**Input:**
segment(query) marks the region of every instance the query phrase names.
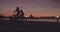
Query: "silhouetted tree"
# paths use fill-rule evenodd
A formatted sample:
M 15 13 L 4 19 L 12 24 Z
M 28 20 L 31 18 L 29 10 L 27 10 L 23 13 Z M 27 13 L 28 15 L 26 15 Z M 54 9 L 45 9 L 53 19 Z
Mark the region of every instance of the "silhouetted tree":
M 20 19 L 23 20 L 23 18 L 24 18 L 24 12 L 22 11 L 22 9 L 19 10 L 19 7 L 17 7 L 16 11 L 14 11 L 14 12 L 16 12 L 16 14 L 14 14 L 16 18 L 20 18 Z
M 30 18 L 33 18 L 33 16 L 32 16 L 32 15 L 30 15 Z

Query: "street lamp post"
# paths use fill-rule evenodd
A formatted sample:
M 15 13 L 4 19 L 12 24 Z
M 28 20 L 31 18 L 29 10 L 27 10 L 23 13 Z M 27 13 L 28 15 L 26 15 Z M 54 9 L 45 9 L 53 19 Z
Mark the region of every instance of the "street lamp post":
M 59 16 L 56 16 L 57 23 L 59 22 Z
M 27 16 L 25 16 L 26 17 L 26 21 L 27 21 Z

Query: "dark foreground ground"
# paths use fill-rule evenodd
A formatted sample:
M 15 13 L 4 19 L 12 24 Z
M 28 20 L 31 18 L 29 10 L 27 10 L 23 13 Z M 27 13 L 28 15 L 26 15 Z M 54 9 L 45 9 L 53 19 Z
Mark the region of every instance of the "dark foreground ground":
M 0 32 L 60 32 L 60 23 L 0 21 Z

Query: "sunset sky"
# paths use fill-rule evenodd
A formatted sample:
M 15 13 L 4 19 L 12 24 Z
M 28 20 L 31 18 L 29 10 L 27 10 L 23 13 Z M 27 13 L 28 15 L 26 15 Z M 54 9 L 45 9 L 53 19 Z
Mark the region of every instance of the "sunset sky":
M 11 16 L 17 6 L 26 16 L 60 16 L 60 0 L 0 0 L 0 13 Z

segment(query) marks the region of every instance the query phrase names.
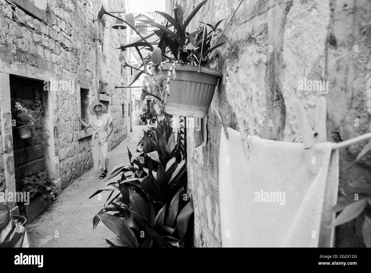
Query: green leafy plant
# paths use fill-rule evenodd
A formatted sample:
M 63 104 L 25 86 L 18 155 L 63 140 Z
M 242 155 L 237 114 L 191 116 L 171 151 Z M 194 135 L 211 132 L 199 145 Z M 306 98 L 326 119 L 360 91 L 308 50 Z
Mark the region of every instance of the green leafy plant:
M 17 126 L 28 126 L 34 129 L 42 126 L 43 111 L 41 103 L 17 101 L 14 106 L 12 111 L 16 116 Z
M 24 178 L 16 185 L 17 190 L 29 192 L 31 200 L 39 197 L 44 203 L 47 203 L 48 198 L 52 198 L 53 192 L 57 190 L 56 185 L 47 178 L 47 173 L 46 170 L 33 175 L 24 172 Z
M 152 21 L 141 20 L 141 22 L 156 28 L 154 32 L 160 38 L 160 40 L 158 47 L 155 48 L 138 32 L 134 26 L 135 22 L 132 14 L 129 13 L 127 14 L 125 17 L 125 20 L 123 20 L 107 12 L 102 7 L 98 14 L 98 25 L 103 15 L 107 14 L 125 23 L 138 34 L 142 40 L 142 41 L 132 43 L 118 49 L 122 51 L 119 58 L 121 64 L 129 66 L 139 71 L 128 87 L 132 84 L 142 74 L 147 75 L 146 78 L 147 82 L 150 82 L 148 86 L 150 90 L 148 91 L 147 90 L 145 83 L 144 81 L 142 94 L 139 102 L 140 105 L 145 97 L 148 95 L 154 98 L 152 103 L 155 110 L 158 114 L 161 113 L 161 110 L 157 103 L 157 100 L 161 101 L 162 105 L 166 105 L 167 97 L 169 94 L 168 82 L 166 89 L 161 87 L 158 84 L 160 90 L 160 95 L 154 94 L 154 92 L 151 90 L 151 77 L 158 79 L 161 74 L 161 68 L 164 64 L 173 63 L 173 65 L 169 71 L 172 71 L 174 74 L 175 65 L 177 63 L 207 66 L 210 65 L 210 55 L 218 48 L 229 40 L 227 40 L 220 42 L 217 42 L 216 44 L 212 46 L 211 41 L 213 38 L 218 36 L 219 33 L 221 32 L 220 30 L 218 27 L 223 20 L 219 21 L 214 26 L 201 22 L 203 25 L 199 28 L 191 31 L 190 33 L 186 31 L 186 29 L 190 23 L 207 1 L 204 0 L 197 5 L 187 16 L 185 20 L 183 20 L 183 11 L 180 5 L 177 6 L 174 9 L 174 17 L 164 12 L 156 11 L 157 13 L 162 15 L 167 20 L 166 26 Z M 208 27 L 210 28 L 209 29 Z M 216 40 L 217 42 L 219 39 L 217 39 Z M 142 58 L 143 63 L 141 66 L 139 68 L 136 68 L 126 63 L 125 54 L 122 51 L 126 50 L 126 49 L 128 48 L 135 47 L 138 48 L 139 46 L 143 47 L 144 49 L 150 52 L 147 56 Z M 150 67 L 148 67 L 147 66 L 150 65 Z M 140 68 L 142 66 L 143 69 L 141 70 Z
M 362 157 L 371 150 L 371 141 L 364 147 L 362 150 L 357 156 L 353 164 L 358 161 Z M 363 224 L 362 226 L 362 235 L 363 242 L 367 247 L 371 247 L 371 187 L 367 185 L 361 187 L 354 188 L 352 191 L 359 193 L 355 194 L 355 197 L 346 198 L 342 197 L 339 199 L 338 204 L 334 206 L 329 212 L 338 212 L 332 225 L 334 227 L 349 222 L 358 217 L 362 213 L 364 213 Z
M 90 197 L 111 191 L 106 203 L 116 193 L 111 205 L 94 217 L 93 228 L 101 220 L 115 233 L 117 237 L 106 239 L 113 247 L 184 246 L 193 202 L 185 193 L 185 160 L 174 135 L 167 142 L 163 133 L 151 127 L 136 152 L 128 152 L 131 165 L 115 170 L 106 181 L 118 179 Z
M 89 117 L 86 117 L 86 118 L 81 118 L 81 120 L 82 120 L 83 121 L 84 121 L 86 124 L 88 124 L 90 123 L 90 118 L 89 118 Z M 84 126 L 82 124 L 81 124 L 81 130 L 85 130 L 85 129 L 86 129 L 86 128 L 85 128 L 85 126 Z

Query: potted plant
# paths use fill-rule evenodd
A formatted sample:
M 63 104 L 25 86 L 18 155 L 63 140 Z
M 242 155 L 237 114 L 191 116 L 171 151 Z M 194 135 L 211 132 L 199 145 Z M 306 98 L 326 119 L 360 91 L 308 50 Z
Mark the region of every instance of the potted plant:
M 124 49 L 126 48 L 143 46 L 147 47 L 145 49 L 151 52 L 147 57 L 142 58 L 144 69 L 135 68 L 139 72 L 134 78 L 133 82 L 143 73 L 149 76 L 147 78 L 147 81 L 149 81 L 150 83 L 150 77 L 158 78 L 161 70 L 163 73 L 167 72 L 167 77 L 164 77 L 164 86 L 166 81 L 166 87 L 161 90 L 161 96 L 149 92 L 145 84 L 143 84 L 141 104 L 146 96 L 150 95 L 160 100 L 163 105 L 166 105 L 165 110 L 168 114 L 199 118 L 204 118 L 206 116 L 218 81 L 222 75 L 220 71 L 209 67 L 209 56 L 216 48 L 229 40 L 218 42 L 218 39 L 215 45 L 211 46 L 212 39 L 218 36 L 219 30 L 218 26 L 223 20 L 218 22 L 215 26 L 204 23 L 199 29 L 190 31 L 190 33 L 186 31 L 191 20 L 207 1 L 204 0 L 197 5 L 184 21 L 181 6 L 177 6 L 174 9 L 174 17 L 164 12 L 156 11 L 168 20 L 171 25 L 169 27 L 152 21 L 140 20 L 157 28 L 154 30 L 160 38 L 157 48 L 154 48 L 150 43 L 140 35 L 143 42 L 119 48 Z M 106 12 L 102 8 L 98 14 L 98 23 L 104 14 L 118 18 Z M 126 23 L 138 33 L 131 14 L 125 16 L 125 20 L 118 19 Z M 207 27 L 211 28 L 210 31 Z M 168 52 L 171 53 L 171 56 L 166 55 Z M 130 66 L 126 63 L 123 53 L 121 55 L 121 64 Z M 147 67 L 150 64 L 150 69 Z M 150 88 L 150 84 L 149 86 Z M 154 106 L 157 105 L 157 100 L 154 100 L 153 103 Z M 155 110 L 160 114 L 159 107 L 155 107 Z
M 128 150 L 131 165 L 114 171 L 107 180 L 118 180 L 89 198 L 102 191 L 120 192 L 109 202 L 112 206 L 105 207 L 93 220 L 93 228 L 101 220 L 117 235 L 106 239 L 111 246 L 181 247 L 191 244 L 187 234 L 191 236 L 188 228 L 193 206 L 185 189 L 186 165 L 169 128 L 170 124 L 164 123 L 158 129 L 144 131 L 137 152 L 132 155 Z
M 53 194 L 56 191 L 56 185 L 47 178 L 47 174 L 46 170 L 33 175 L 25 172 L 24 178 L 16 184 L 17 191 L 29 193 L 29 204 L 20 204 L 29 222 L 50 205 Z
M 14 106 L 12 111 L 16 116 L 16 129 L 18 131 L 19 137 L 22 139 L 31 137 L 31 131 L 35 133 L 35 128 L 43 125 L 43 111 L 41 102 L 38 97 L 33 103 L 17 101 Z

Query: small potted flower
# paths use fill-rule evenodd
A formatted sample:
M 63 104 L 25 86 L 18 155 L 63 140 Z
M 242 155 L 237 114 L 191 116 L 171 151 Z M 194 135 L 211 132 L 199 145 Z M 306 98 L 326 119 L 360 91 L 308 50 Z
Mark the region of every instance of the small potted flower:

**Given problem:**
Return the lines verbatim, starting at the line that contains "Query: potted plant" and stopping after the line that contains "Mark the region of every instance of the potted". Include both of those lines and nothing outside that span.

**Exercise result:**
Query: potted plant
# paths use fill-rule evenodd
A formatted sample:
M 63 104 L 25 86 L 18 155 L 63 140 Z
M 242 155 L 237 114 L 191 116 L 171 151 Z M 194 135 L 211 132 L 199 145 Z M 306 98 L 326 119 L 360 91 L 308 50 Z
Mark the region of every instance of the potted plant:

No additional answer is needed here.